Start of Data in this exercise
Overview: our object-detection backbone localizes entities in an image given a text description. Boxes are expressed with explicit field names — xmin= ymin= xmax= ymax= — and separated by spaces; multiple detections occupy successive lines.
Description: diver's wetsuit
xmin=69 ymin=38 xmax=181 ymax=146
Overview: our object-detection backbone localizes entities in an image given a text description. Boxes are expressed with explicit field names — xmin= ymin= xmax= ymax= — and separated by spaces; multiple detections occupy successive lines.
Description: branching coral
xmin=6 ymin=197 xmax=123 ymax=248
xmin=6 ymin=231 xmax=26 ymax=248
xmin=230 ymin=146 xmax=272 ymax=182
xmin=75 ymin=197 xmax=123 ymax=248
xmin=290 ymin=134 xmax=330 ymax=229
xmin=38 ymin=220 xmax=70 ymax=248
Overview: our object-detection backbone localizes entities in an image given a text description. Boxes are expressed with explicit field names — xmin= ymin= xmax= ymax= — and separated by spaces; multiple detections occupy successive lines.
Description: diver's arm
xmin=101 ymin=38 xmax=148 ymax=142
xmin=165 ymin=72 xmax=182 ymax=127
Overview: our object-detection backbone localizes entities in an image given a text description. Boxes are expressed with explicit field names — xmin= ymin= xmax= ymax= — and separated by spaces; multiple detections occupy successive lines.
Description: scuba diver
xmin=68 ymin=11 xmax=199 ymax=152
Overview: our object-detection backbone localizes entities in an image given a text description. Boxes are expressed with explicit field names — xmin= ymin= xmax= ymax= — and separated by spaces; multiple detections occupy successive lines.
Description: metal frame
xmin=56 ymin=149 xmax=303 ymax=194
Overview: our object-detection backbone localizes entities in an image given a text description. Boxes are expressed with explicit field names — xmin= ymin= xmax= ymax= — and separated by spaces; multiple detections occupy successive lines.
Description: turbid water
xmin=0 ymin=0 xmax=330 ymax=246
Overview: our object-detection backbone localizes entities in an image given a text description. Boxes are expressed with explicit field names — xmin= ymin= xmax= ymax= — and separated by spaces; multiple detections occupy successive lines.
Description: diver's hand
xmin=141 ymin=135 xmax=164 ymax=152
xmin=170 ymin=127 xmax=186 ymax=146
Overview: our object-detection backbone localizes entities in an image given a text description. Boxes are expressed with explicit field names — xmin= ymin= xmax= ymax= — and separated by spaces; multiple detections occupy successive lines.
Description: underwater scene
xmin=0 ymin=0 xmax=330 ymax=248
End of Data in this exercise
● **Problem requirements**: Pick out each line of the entries above that contains the string "diver" and copy it.

● **Task answer**:
Description: diver's wetsuit
Description: diver's arm
Description: scuba diver
Description: diver's hand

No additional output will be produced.